# Instructions to follow:
Rewrite the lines from the line with "[outline] canal, every instance" up to and including the line with "M70 187L70 180L69 179L63 179L63 187L64 188Z" as a Markdown table with the columns Row and Line, skipping blank lines.

----- Source records -----

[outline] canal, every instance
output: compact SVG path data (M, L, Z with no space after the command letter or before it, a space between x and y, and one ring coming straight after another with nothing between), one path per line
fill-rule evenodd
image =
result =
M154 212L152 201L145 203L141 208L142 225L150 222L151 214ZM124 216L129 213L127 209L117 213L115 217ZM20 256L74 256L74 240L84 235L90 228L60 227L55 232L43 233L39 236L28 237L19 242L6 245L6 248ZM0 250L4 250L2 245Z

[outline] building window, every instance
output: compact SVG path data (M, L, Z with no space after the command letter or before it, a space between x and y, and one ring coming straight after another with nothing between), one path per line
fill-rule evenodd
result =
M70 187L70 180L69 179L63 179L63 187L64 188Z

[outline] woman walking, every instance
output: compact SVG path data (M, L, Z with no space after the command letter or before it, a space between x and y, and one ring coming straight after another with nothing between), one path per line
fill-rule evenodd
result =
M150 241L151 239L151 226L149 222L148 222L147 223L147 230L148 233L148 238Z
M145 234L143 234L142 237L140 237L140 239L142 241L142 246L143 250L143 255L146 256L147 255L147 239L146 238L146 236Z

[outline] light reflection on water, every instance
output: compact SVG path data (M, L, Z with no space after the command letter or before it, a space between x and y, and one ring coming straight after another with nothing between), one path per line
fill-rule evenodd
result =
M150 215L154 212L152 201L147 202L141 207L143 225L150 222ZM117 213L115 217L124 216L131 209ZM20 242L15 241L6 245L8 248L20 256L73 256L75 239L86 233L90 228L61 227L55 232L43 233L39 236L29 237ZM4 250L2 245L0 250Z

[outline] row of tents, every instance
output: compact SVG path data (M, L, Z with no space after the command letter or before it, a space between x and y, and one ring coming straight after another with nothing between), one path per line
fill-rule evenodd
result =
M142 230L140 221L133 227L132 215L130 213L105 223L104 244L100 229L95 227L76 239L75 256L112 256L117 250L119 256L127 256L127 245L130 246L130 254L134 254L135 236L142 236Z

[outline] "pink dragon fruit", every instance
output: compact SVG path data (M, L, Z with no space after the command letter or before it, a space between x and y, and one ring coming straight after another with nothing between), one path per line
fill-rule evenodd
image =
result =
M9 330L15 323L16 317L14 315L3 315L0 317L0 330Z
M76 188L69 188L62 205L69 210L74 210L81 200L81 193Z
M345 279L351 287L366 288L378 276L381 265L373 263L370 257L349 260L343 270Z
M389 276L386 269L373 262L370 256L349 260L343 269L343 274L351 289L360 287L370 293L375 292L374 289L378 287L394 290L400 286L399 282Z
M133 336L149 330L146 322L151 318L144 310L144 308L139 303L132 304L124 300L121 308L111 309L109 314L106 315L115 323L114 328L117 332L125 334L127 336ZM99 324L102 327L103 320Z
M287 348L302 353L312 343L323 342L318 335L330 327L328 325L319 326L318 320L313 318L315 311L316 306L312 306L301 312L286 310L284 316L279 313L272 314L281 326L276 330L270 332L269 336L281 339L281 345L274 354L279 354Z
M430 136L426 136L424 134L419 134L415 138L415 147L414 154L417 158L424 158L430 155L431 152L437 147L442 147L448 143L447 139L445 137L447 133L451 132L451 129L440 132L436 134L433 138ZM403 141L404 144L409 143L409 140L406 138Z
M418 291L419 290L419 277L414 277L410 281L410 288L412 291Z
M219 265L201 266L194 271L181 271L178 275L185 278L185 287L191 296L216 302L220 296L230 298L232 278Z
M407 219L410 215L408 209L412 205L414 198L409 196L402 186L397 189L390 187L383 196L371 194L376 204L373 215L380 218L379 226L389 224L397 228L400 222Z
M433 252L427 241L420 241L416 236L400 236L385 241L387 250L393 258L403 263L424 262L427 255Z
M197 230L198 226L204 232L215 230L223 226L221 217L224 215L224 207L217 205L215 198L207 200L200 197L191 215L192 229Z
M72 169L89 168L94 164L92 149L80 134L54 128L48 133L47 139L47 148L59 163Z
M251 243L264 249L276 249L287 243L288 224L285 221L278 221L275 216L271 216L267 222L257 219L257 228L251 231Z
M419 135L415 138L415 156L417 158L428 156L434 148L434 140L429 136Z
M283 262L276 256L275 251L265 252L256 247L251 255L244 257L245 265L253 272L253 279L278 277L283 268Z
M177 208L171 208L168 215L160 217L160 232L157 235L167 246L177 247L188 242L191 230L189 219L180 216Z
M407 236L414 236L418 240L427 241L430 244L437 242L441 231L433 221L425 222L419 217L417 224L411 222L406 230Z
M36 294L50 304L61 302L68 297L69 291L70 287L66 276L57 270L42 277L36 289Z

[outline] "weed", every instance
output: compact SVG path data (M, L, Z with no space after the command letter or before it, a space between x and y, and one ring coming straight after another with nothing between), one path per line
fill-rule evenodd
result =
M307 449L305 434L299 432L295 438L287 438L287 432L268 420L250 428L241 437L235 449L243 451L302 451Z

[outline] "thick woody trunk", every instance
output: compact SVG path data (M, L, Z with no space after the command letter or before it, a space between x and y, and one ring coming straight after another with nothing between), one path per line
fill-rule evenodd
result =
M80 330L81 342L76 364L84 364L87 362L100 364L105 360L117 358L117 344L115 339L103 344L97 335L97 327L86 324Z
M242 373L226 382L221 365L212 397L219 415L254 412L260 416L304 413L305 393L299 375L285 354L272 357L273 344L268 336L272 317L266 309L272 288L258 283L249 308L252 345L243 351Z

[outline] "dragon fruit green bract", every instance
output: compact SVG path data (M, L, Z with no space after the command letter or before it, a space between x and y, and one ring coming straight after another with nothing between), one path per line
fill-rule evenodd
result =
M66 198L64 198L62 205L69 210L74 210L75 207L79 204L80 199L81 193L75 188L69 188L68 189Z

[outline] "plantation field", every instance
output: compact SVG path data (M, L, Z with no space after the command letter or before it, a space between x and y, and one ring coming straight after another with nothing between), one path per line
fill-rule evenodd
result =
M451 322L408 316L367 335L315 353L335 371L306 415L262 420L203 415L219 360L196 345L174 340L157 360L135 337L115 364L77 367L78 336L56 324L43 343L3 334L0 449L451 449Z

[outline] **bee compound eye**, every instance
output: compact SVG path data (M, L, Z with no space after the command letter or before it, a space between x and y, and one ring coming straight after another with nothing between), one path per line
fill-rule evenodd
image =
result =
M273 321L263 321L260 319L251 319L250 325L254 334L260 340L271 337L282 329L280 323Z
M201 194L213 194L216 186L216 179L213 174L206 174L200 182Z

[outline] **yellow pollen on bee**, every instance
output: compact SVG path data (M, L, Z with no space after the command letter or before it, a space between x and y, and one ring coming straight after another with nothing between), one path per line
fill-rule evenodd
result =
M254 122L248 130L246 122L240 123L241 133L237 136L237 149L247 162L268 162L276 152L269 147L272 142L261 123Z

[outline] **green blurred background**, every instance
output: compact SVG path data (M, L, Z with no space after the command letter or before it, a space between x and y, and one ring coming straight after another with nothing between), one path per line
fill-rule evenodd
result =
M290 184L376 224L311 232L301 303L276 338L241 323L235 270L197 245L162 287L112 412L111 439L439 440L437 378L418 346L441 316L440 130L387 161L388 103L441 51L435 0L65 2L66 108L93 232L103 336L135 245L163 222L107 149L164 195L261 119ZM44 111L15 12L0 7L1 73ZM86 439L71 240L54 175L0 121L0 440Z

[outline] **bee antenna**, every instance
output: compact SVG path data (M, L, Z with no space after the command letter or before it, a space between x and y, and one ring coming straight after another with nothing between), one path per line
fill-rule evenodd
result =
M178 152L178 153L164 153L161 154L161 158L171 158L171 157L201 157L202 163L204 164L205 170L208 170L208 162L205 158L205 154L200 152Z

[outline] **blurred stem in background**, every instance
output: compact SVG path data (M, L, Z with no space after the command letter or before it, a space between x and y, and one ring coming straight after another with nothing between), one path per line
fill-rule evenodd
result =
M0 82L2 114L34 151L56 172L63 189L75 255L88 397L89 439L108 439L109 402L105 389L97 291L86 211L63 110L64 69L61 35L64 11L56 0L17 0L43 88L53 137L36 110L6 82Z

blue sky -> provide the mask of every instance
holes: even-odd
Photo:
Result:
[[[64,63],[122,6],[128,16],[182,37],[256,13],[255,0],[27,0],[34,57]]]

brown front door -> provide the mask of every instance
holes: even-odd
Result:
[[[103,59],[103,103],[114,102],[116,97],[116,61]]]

-----
----- Source records -----

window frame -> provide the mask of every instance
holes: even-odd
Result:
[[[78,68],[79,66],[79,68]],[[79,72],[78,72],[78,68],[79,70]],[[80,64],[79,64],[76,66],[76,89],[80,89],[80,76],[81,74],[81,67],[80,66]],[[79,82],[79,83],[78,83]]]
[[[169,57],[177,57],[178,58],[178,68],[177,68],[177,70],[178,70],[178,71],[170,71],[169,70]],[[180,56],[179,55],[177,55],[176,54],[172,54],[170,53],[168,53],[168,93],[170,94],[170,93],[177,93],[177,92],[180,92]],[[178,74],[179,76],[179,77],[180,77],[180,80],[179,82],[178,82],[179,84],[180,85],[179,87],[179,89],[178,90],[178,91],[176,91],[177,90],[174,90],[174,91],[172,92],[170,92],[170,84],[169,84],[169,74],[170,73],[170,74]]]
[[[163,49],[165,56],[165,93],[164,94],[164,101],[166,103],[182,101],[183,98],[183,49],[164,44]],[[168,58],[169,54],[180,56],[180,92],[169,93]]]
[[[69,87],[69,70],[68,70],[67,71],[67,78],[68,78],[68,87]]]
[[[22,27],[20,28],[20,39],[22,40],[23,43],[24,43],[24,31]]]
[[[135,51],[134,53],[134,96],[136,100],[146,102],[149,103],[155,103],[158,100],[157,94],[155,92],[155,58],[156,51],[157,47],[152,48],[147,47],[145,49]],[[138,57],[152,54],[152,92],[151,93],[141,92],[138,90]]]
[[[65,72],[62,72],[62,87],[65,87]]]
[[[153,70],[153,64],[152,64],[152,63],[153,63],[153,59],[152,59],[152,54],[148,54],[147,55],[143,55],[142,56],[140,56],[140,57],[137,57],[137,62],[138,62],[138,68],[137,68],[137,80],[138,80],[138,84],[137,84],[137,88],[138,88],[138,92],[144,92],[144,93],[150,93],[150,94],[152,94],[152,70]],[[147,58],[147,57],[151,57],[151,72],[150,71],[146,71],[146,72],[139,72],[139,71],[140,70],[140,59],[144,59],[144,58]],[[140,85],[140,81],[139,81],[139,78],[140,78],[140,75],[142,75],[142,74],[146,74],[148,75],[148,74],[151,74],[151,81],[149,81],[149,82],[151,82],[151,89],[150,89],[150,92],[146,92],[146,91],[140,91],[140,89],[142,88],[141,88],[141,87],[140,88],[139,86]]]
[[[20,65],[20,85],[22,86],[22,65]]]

-----

# Response to this exercise:
| Row | Line |
|---|---|
| 1 | [outline] canal, every instance |
| 2 | output: compact SVG path data (M, L, Z with no space after the command letter or before it, a space between x and y, and one ring coming straight after another with nothing between), one path per line |
| 3 | fill-rule evenodd |
| 4 | image = |
| 5 | result = |
| 6 | M154 212L152 201L145 203L141 208L142 225L150 222L151 214ZM124 216L129 213L127 209L117 213L115 217ZM20 256L74 256L74 240L84 235L90 228L60 227L55 232L43 233L39 236L28 237L19 242L6 245L6 248ZM0 250L4 250L2 245Z |
| 7 | [outline] building window, every instance |
| 8 | output: compact SVG path data (M, L, Z with no space after the command letter or before it, a space between x and y, and one ring coming straight after another with nothing between), one path per line |
| 9 | fill-rule evenodd |
| 10 | result = |
| 11 | M70 187L70 180L69 179L63 179L63 187L64 188Z |